Reproduce verbatim every line from the one that includes "yellow bird, giving" to the closing line of the entries; omit everything before it.

--- start Provided records ---

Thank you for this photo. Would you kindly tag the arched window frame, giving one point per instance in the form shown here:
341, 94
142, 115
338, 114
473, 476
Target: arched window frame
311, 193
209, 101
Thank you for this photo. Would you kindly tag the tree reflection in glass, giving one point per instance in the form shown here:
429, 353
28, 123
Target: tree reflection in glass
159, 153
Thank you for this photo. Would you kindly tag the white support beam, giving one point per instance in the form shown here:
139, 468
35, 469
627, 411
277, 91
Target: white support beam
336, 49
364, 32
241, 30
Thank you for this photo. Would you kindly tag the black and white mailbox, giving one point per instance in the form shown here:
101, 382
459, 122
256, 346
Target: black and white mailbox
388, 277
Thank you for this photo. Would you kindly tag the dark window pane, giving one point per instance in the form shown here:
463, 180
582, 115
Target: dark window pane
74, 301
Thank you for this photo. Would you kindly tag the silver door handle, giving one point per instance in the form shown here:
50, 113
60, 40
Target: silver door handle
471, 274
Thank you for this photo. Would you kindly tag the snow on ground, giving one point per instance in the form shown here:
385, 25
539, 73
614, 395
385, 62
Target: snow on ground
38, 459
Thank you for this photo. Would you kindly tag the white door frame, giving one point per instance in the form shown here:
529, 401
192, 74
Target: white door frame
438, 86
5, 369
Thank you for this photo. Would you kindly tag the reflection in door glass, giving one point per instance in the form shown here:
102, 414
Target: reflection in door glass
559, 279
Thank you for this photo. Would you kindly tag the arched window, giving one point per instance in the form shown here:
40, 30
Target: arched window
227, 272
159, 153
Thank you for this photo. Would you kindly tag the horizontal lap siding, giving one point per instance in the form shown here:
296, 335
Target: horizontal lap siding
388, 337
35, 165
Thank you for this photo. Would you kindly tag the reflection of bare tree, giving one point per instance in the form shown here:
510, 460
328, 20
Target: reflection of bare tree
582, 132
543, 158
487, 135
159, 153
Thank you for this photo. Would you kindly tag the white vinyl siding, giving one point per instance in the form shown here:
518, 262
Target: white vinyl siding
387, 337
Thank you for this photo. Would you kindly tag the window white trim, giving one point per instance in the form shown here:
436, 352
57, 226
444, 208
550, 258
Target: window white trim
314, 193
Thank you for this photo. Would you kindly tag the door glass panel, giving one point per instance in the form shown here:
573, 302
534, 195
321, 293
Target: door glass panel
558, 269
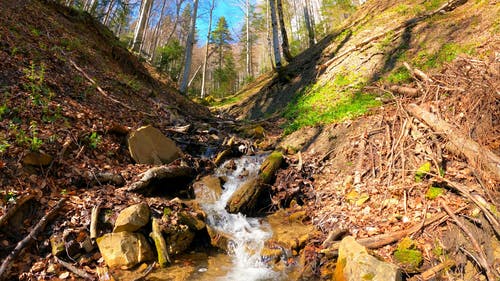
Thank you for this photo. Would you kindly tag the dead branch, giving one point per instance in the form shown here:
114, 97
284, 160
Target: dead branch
83, 274
94, 220
433, 271
463, 190
381, 240
29, 238
14, 208
405, 91
473, 151
483, 260
160, 173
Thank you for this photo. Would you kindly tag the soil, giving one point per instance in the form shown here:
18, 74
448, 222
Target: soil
356, 176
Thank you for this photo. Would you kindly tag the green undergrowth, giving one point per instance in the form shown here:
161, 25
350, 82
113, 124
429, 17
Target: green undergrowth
339, 99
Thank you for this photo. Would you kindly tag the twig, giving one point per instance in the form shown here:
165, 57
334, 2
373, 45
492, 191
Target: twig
29, 238
433, 271
94, 220
14, 208
381, 240
462, 189
75, 270
482, 257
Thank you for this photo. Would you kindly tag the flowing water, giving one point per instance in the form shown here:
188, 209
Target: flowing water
247, 234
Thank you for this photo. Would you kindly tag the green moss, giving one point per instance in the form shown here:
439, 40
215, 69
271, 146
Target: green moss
408, 255
422, 171
339, 99
434, 192
400, 75
409, 259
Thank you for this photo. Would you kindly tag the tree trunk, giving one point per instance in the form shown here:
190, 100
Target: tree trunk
309, 26
139, 29
189, 50
284, 37
248, 47
156, 36
274, 24
205, 60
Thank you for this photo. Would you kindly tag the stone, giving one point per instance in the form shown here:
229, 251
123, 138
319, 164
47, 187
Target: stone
179, 238
132, 218
148, 145
354, 263
37, 159
124, 249
208, 189
218, 238
191, 221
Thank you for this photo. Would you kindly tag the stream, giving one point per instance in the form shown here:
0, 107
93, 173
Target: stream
248, 234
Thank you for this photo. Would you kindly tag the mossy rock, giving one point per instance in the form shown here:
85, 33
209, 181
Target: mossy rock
434, 192
407, 255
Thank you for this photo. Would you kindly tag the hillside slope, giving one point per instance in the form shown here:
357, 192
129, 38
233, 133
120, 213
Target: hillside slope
371, 47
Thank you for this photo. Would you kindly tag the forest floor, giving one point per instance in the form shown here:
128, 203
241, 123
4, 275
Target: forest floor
383, 175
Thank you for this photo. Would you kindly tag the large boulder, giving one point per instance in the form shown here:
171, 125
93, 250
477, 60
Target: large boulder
354, 263
132, 218
208, 189
124, 249
148, 145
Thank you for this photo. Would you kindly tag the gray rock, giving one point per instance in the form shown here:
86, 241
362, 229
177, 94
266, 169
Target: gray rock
148, 145
124, 249
132, 218
208, 189
354, 264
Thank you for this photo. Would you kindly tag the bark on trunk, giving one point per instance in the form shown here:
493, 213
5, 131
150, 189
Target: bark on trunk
205, 60
274, 24
139, 30
284, 37
189, 50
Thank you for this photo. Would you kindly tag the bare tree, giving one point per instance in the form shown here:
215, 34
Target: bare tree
205, 60
276, 41
189, 49
284, 37
139, 30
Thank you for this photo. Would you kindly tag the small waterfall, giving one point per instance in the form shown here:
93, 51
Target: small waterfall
248, 234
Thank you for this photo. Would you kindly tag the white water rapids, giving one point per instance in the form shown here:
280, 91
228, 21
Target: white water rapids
248, 234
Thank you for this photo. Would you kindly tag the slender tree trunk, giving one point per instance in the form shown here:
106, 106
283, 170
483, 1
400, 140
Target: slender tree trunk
284, 37
189, 50
248, 47
276, 41
156, 36
309, 27
139, 30
268, 34
205, 60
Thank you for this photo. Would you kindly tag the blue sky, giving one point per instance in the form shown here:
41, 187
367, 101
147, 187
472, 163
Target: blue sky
234, 17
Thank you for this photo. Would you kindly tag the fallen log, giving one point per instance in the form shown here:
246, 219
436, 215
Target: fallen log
13, 210
381, 240
39, 227
160, 173
246, 197
476, 154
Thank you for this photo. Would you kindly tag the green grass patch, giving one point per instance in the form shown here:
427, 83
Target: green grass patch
336, 101
447, 53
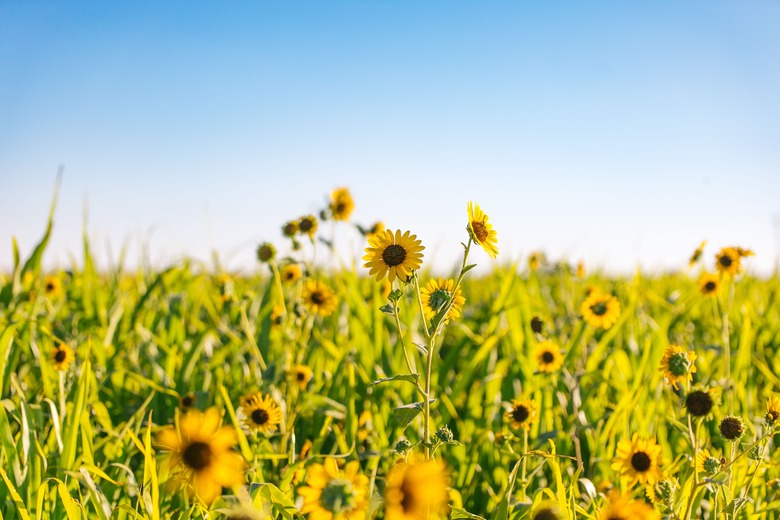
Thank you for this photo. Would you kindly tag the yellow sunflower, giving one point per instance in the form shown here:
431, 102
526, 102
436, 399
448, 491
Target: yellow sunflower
709, 284
260, 413
201, 454
522, 413
772, 409
548, 357
623, 507
332, 494
307, 225
301, 374
639, 460
290, 273
696, 256
52, 286
393, 254
416, 489
481, 231
677, 365
319, 298
600, 310
341, 204
62, 356
436, 295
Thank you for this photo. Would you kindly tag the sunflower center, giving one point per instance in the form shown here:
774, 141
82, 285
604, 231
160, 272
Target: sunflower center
480, 231
699, 403
394, 255
599, 308
197, 455
640, 461
678, 364
439, 299
337, 496
260, 416
520, 413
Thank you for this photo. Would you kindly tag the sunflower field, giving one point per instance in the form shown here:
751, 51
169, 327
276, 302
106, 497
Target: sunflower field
374, 389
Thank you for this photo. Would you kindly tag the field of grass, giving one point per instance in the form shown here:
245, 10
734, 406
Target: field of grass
114, 385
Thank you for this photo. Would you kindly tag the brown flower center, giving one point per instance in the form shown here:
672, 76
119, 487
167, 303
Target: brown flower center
394, 255
260, 417
480, 231
197, 455
640, 461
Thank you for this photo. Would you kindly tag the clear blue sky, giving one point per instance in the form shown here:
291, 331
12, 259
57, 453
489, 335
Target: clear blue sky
616, 132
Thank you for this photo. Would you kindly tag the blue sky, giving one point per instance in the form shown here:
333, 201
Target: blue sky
622, 133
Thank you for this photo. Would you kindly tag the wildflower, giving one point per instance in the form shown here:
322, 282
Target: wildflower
260, 413
301, 374
772, 409
600, 310
622, 507
330, 493
307, 225
341, 204
201, 454
706, 463
393, 254
548, 357
319, 298
290, 273
639, 460
701, 401
677, 365
709, 284
416, 490
731, 428
481, 230
266, 252
696, 256
522, 413
437, 294
62, 356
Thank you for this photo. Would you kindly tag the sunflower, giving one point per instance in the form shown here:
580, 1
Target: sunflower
548, 357
709, 284
393, 254
332, 494
307, 225
677, 365
729, 261
600, 310
436, 295
416, 489
52, 286
772, 409
62, 356
319, 298
701, 401
301, 374
290, 273
341, 204
201, 454
696, 256
706, 463
639, 460
266, 252
481, 231
260, 413
522, 413
622, 507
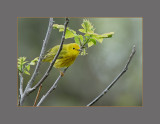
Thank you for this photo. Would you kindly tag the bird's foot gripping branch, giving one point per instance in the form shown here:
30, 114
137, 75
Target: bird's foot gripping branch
59, 56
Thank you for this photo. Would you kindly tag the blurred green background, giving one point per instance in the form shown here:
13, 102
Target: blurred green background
90, 74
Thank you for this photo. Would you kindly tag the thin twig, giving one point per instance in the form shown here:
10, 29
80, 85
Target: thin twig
51, 89
21, 84
53, 61
45, 41
115, 80
35, 102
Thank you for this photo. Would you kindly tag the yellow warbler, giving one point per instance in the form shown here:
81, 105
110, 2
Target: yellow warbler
66, 57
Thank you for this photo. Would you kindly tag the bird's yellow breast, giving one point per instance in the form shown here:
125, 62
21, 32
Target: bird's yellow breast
65, 62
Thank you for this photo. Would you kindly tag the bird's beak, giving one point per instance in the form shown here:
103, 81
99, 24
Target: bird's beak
80, 50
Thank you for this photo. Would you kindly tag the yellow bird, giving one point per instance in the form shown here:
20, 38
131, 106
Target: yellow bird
66, 57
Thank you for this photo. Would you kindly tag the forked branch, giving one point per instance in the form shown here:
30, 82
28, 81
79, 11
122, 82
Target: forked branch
116, 79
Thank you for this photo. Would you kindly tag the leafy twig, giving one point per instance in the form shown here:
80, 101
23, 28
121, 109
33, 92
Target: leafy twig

--- end Provided records ---

Expected answer =>
Thank you for this photo. Would you kindly tag the yellow bird, giving one point per instance in the form shown here:
20, 38
131, 106
Target: yellow bird
66, 57
Thank you for this photo. Would you kindly tag the forked branch, giving one point per instance in the form shown here:
30, 82
28, 81
79, 11
122, 82
Target: forked branch
116, 79
Thank you for this photo. Would you kindly tag the leafy twig, giving one point per instance in the form shown here:
80, 101
23, 28
121, 109
33, 92
Target: leafy twig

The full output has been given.